• Written exercise:
Pull out every line of the records below that contains the word "jacket", and copy each one.

[Dataset records on where objects appear]
* * * * * * *

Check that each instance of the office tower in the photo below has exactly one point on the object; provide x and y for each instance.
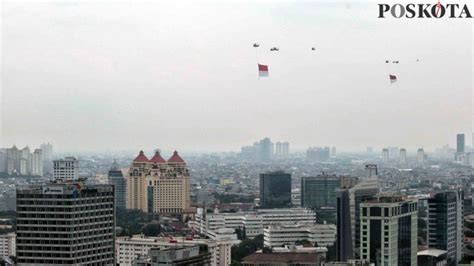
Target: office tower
(116, 178)
(445, 224)
(371, 170)
(159, 186)
(278, 149)
(275, 190)
(265, 150)
(344, 249)
(66, 169)
(318, 154)
(363, 191)
(65, 223)
(319, 191)
(460, 143)
(385, 155)
(389, 231)
(286, 148)
(420, 156)
(403, 155)
(37, 162)
(47, 149)
(137, 191)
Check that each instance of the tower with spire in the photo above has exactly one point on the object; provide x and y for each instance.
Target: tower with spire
(159, 186)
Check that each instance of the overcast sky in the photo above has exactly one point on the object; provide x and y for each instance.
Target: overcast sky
(104, 75)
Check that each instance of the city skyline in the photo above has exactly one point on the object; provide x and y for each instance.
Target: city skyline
(170, 64)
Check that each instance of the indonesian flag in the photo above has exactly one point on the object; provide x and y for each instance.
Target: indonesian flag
(393, 78)
(262, 70)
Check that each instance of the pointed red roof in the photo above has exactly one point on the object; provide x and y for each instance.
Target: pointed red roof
(175, 158)
(157, 158)
(141, 158)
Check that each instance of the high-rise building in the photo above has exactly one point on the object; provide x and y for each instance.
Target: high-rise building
(344, 249)
(445, 224)
(116, 178)
(389, 231)
(460, 143)
(385, 155)
(319, 191)
(371, 170)
(275, 190)
(318, 154)
(47, 149)
(285, 148)
(421, 156)
(363, 191)
(65, 223)
(66, 169)
(403, 155)
(265, 150)
(159, 186)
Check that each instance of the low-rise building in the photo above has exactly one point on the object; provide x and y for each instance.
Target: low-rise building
(323, 235)
(128, 249)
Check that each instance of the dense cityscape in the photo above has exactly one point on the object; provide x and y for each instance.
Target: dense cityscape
(262, 205)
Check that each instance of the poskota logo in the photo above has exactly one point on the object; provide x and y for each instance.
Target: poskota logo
(424, 10)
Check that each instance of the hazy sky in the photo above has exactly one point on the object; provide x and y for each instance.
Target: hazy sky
(109, 75)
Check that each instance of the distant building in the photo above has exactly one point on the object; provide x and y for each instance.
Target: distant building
(319, 191)
(385, 155)
(65, 223)
(193, 256)
(159, 186)
(460, 143)
(344, 249)
(421, 156)
(253, 222)
(403, 156)
(128, 248)
(283, 259)
(445, 224)
(389, 231)
(322, 235)
(275, 190)
(116, 178)
(318, 154)
(66, 169)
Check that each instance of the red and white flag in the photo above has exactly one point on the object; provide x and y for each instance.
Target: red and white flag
(393, 79)
(262, 70)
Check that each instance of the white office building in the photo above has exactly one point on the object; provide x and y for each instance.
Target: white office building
(129, 248)
(323, 235)
(253, 222)
(66, 169)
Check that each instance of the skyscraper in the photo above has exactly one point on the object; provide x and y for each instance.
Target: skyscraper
(319, 191)
(363, 191)
(275, 190)
(385, 155)
(389, 231)
(159, 186)
(445, 224)
(65, 223)
(344, 249)
(403, 155)
(420, 156)
(66, 169)
(460, 143)
(116, 178)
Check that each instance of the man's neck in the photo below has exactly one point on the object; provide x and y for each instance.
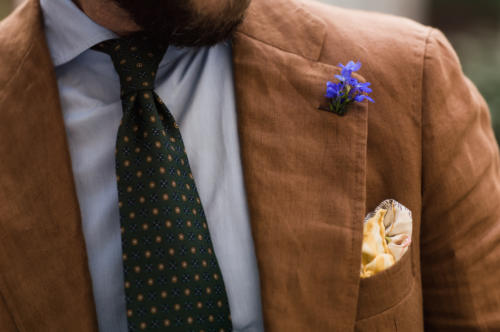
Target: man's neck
(109, 15)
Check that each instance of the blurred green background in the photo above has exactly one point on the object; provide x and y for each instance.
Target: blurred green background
(473, 27)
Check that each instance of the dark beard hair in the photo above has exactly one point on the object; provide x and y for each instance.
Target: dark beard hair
(177, 23)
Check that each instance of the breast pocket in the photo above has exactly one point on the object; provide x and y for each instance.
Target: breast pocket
(386, 289)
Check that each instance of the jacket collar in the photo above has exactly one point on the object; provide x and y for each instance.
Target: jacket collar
(304, 172)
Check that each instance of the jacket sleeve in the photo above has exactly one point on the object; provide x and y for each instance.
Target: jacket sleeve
(6, 321)
(460, 234)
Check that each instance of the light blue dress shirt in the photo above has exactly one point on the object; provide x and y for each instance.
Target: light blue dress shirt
(196, 84)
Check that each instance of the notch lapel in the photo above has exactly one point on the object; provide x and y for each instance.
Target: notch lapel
(44, 277)
(304, 172)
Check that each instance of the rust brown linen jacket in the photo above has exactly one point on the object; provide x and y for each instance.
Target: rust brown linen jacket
(311, 176)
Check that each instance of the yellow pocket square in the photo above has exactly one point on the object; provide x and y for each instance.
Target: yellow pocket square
(386, 237)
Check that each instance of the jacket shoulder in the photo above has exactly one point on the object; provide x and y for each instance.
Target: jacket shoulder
(369, 36)
(20, 32)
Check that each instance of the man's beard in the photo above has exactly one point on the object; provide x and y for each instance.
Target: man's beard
(186, 23)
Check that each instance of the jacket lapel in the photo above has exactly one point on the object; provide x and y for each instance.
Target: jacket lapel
(44, 277)
(304, 171)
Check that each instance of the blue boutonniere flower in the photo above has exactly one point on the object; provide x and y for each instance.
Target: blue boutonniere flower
(347, 90)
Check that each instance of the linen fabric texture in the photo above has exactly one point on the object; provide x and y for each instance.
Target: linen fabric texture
(310, 177)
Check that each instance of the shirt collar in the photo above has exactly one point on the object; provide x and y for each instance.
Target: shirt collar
(69, 31)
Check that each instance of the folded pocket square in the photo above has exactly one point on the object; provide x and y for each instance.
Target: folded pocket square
(386, 237)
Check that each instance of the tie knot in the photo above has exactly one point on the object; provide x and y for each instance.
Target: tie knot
(136, 61)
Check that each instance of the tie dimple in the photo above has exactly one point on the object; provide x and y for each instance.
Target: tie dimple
(135, 61)
(172, 278)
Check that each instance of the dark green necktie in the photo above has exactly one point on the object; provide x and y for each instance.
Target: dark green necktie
(172, 279)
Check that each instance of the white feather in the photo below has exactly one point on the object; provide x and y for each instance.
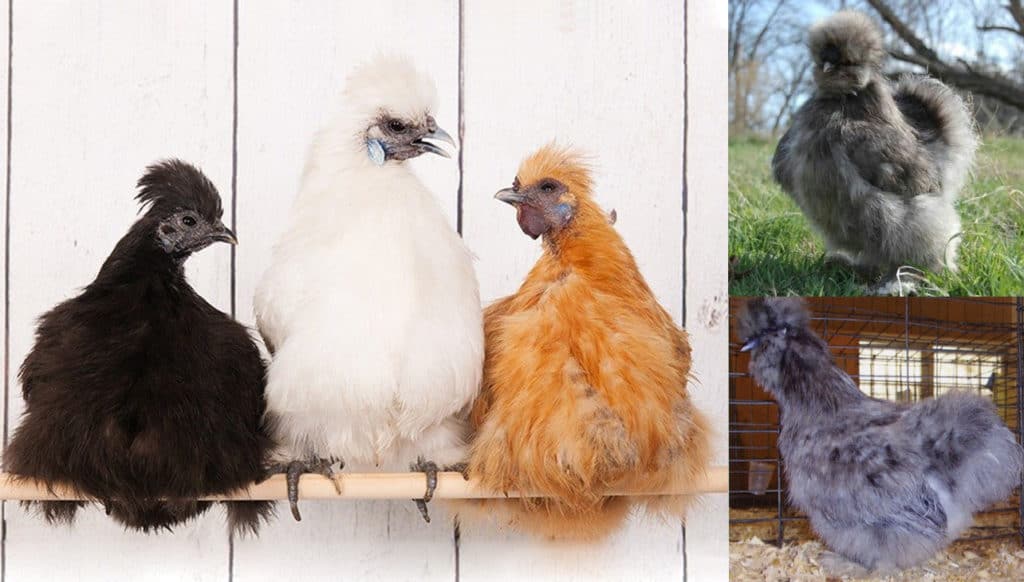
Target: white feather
(371, 301)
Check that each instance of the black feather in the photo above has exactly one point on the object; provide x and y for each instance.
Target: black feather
(172, 184)
(140, 393)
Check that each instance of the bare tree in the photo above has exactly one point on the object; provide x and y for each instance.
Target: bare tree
(979, 76)
(767, 72)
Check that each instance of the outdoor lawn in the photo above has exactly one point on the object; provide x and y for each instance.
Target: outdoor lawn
(773, 251)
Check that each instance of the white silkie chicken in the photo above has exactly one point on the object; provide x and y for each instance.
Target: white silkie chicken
(371, 307)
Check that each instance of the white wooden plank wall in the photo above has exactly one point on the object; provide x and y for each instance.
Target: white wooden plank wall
(99, 88)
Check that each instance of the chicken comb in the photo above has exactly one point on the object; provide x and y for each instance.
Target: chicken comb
(170, 185)
(561, 163)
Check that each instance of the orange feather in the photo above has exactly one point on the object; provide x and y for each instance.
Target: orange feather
(585, 380)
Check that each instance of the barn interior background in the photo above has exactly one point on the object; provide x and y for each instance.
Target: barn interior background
(901, 349)
(96, 89)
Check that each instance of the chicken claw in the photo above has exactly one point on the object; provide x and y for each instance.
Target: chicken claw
(293, 471)
(429, 467)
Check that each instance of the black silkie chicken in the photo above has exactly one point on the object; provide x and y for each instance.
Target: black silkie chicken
(876, 166)
(885, 485)
(137, 391)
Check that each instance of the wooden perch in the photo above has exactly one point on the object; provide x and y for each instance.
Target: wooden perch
(355, 486)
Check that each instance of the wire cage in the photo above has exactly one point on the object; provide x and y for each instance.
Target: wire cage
(902, 349)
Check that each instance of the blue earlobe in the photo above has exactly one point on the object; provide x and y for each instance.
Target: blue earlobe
(376, 151)
(564, 212)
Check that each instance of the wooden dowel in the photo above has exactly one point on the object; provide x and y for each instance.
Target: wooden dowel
(356, 486)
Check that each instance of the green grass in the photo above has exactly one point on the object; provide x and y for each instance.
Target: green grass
(774, 251)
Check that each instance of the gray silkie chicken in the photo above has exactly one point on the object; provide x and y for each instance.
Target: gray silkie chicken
(876, 166)
(885, 485)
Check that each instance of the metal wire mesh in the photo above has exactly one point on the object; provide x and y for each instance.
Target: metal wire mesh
(896, 348)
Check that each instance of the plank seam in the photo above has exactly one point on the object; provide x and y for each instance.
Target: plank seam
(6, 279)
(462, 116)
(235, 208)
(685, 204)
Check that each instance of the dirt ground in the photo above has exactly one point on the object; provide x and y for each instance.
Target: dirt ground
(754, 556)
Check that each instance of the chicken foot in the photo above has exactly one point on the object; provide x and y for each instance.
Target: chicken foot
(294, 470)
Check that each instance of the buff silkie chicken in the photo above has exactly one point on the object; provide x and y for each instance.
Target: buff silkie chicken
(371, 306)
(585, 374)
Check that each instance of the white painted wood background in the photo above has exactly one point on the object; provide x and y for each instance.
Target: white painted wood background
(99, 88)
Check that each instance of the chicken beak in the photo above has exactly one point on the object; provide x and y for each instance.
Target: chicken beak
(224, 235)
(751, 344)
(437, 134)
(510, 196)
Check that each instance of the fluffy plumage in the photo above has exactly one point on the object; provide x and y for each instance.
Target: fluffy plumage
(885, 485)
(137, 391)
(371, 304)
(585, 375)
(877, 166)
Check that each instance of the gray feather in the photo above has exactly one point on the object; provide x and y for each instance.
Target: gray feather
(877, 167)
(885, 485)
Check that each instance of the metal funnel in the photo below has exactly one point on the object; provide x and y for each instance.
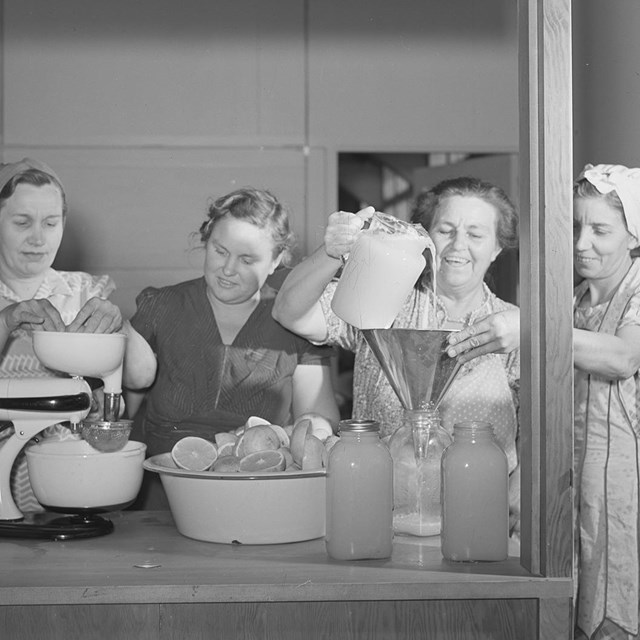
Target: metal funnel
(415, 363)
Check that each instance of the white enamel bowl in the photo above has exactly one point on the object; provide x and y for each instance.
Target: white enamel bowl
(257, 508)
(80, 354)
(71, 475)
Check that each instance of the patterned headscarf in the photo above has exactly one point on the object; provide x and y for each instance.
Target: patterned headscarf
(625, 182)
(11, 169)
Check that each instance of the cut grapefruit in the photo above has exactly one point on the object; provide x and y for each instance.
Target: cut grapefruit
(194, 454)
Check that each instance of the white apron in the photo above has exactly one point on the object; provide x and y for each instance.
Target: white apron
(607, 481)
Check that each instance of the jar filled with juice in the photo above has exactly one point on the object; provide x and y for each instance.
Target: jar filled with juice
(475, 495)
(359, 494)
(384, 264)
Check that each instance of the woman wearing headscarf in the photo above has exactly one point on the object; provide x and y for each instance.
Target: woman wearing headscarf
(33, 295)
(607, 400)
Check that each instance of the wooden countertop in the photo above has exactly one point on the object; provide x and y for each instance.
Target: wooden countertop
(146, 560)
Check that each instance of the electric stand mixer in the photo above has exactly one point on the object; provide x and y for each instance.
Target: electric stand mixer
(96, 470)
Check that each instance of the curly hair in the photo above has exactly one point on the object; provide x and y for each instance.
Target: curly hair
(258, 207)
(428, 201)
(36, 178)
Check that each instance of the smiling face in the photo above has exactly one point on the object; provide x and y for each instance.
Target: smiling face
(239, 257)
(601, 242)
(464, 233)
(31, 226)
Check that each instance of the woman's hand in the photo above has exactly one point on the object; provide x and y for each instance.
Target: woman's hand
(97, 316)
(343, 229)
(37, 314)
(497, 333)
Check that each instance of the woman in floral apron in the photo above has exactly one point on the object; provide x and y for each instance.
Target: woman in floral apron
(607, 400)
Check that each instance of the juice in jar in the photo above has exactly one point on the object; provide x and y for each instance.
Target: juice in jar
(359, 494)
(475, 495)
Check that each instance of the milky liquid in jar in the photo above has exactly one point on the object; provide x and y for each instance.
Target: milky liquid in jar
(475, 495)
(359, 522)
(379, 274)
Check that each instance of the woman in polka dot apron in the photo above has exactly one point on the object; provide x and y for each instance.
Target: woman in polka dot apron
(470, 223)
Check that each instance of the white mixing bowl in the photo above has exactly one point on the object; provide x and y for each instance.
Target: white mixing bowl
(71, 474)
(80, 354)
(257, 508)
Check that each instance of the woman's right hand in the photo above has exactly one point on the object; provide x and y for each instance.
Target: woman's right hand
(343, 229)
(35, 314)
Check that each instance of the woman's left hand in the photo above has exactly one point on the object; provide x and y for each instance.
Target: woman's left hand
(497, 333)
(97, 316)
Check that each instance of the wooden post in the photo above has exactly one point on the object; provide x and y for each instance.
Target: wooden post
(546, 282)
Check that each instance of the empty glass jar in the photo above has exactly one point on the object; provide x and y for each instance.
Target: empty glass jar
(416, 448)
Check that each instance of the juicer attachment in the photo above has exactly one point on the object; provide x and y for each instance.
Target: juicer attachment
(96, 355)
(415, 362)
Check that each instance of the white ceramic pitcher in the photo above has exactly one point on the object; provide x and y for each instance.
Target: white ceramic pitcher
(384, 264)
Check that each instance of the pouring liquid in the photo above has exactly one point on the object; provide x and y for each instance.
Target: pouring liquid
(377, 278)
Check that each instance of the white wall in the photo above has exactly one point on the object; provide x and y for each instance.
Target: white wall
(148, 108)
(606, 62)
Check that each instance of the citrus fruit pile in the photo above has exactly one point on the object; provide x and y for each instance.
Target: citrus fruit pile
(259, 446)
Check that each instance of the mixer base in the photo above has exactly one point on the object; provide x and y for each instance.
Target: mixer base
(52, 526)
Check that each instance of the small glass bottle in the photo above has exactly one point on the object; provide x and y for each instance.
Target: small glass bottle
(359, 494)
(416, 449)
(475, 495)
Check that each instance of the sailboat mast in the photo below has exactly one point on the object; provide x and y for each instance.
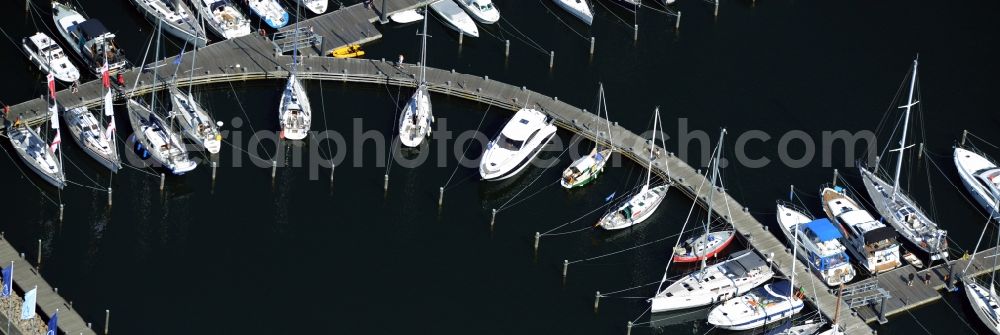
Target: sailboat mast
(652, 146)
(711, 192)
(906, 125)
(156, 55)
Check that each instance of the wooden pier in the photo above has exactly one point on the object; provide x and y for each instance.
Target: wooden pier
(26, 277)
(254, 58)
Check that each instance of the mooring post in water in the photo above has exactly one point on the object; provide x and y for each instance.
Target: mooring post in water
(440, 196)
(538, 236)
(493, 219)
(597, 300)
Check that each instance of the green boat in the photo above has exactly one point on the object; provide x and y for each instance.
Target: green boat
(587, 168)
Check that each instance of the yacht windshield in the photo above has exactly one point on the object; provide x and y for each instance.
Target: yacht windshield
(509, 144)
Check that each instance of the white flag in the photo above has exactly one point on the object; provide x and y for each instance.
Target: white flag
(54, 109)
(28, 308)
(109, 108)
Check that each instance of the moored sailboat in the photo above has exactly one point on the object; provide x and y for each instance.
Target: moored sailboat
(587, 168)
(709, 243)
(223, 18)
(641, 205)
(177, 19)
(417, 118)
(896, 206)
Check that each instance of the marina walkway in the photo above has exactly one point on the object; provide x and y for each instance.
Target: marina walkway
(26, 277)
(254, 58)
(251, 58)
(351, 25)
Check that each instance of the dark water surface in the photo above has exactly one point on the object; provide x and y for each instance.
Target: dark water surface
(249, 256)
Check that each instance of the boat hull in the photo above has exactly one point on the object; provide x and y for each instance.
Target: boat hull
(968, 163)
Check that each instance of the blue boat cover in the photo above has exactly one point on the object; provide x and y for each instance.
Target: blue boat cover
(821, 229)
(782, 288)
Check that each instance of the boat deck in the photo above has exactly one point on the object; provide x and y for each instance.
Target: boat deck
(27, 277)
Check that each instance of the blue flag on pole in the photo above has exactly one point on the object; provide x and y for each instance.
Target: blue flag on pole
(28, 308)
(8, 276)
(53, 324)
(177, 61)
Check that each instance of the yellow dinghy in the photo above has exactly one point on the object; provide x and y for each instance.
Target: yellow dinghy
(349, 51)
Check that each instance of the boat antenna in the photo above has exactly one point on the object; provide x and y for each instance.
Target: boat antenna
(906, 123)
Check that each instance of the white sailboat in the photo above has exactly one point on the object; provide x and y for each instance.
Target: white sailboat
(49, 57)
(294, 110)
(88, 38)
(981, 178)
(195, 122)
(872, 243)
(417, 119)
(581, 9)
(482, 10)
(153, 137)
(455, 18)
(742, 272)
(641, 205)
(896, 206)
(223, 18)
(39, 156)
(519, 142)
(818, 243)
(587, 168)
(176, 17)
(983, 296)
(315, 6)
(762, 306)
(90, 135)
(710, 243)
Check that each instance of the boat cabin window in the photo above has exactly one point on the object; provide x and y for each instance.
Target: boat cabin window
(509, 144)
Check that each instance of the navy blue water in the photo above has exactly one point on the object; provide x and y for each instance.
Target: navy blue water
(297, 255)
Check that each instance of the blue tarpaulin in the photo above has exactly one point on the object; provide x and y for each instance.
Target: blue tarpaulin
(822, 229)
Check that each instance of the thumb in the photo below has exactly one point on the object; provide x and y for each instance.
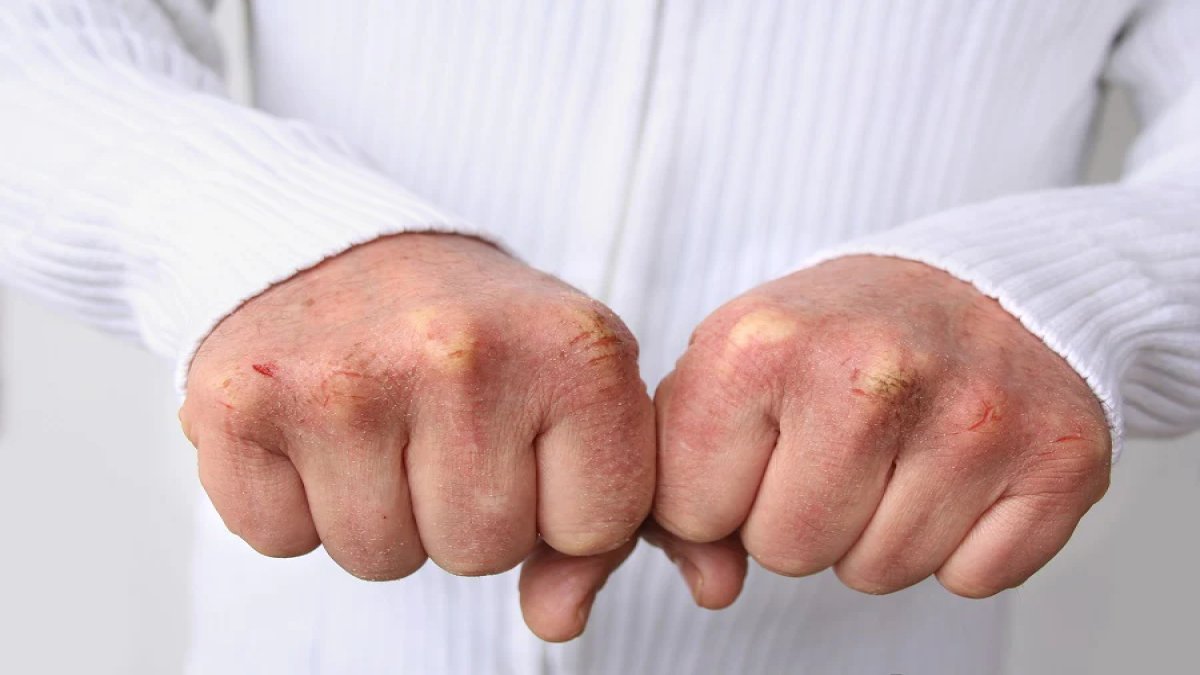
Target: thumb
(714, 571)
(557, 590)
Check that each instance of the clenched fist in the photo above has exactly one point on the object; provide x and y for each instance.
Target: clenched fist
(429, 395)
(879, 417)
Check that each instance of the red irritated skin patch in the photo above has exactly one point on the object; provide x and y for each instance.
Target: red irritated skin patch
(441, 400)
(915, 429)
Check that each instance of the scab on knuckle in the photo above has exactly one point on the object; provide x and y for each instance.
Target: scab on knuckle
(353, 399)
(592, 338)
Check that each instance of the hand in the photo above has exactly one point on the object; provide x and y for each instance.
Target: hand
(880, 417)
(429, 395)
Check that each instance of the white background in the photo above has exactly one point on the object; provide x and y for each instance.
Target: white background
(97, 485)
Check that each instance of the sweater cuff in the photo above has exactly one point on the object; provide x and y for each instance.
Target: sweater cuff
(244, 207)
(1038, 257)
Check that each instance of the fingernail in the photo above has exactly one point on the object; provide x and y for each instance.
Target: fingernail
(691, 575)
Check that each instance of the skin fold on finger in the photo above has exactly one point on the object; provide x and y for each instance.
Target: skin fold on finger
(257, 493)
(358, 491)
(714, 442)
(714, 572)
(473, 476)
(829, 469)
(928, 507)
(597, 476)
(595, 449)
(557, 590)
(1029, 525)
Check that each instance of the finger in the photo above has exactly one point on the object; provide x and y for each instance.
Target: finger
(557, 590)
(358, 491)
(595, 457)
(714, 572)
(257, 493)
(718, 424)
(940, 487)
(472, 467)
(1023, 531)
(828, 471)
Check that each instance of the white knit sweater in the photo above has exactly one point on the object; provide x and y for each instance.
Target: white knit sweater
(661, 155)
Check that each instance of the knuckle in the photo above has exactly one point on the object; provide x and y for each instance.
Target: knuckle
(449, 340)
(268, 536)
(882, 575)
(592, 336)
(352, 396)
(373, 559)
(798, 554)
(749, 340)
(684, 523)
(970, 584)
(887, 375)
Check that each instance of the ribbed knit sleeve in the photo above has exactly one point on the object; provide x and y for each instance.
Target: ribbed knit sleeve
(136, 195)
(1108, 276)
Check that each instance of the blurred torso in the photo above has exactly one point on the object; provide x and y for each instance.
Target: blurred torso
(663, 156)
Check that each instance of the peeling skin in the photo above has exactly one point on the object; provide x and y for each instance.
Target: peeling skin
(762, 327)
(990, 413)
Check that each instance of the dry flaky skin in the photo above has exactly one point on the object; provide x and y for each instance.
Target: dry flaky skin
(883, 418)
(424, 395)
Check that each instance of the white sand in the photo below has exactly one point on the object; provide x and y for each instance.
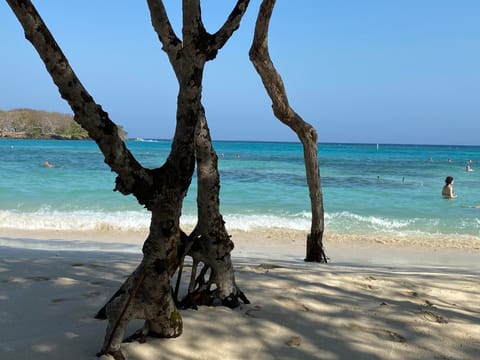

* * * * * * *

• Solved problem:
Check that each instance of the jacket collar in the photo above has exactly one point on the object; provide x and y for each instance.
Target: jacket collar
Check that each instance of the jacket sleeve in the photo above has exactly one point on the object; provide x and y for each instance.
Target: jacket sleeve
Check that each instance of the rust brown linen jacket in the photo above has exactly one point on the object; provide x and y for each instance.
Target: rust brown linen jacket
Check that each instance of the jacket shoulder in the photo above has exactly one point on the object; provide x and y for each instance.
Target: jacket shoulder
Check that each instance of the jacket lapel in the photo above has exactly one point on the object; provide x and y for each instance.
Target: jacket lapel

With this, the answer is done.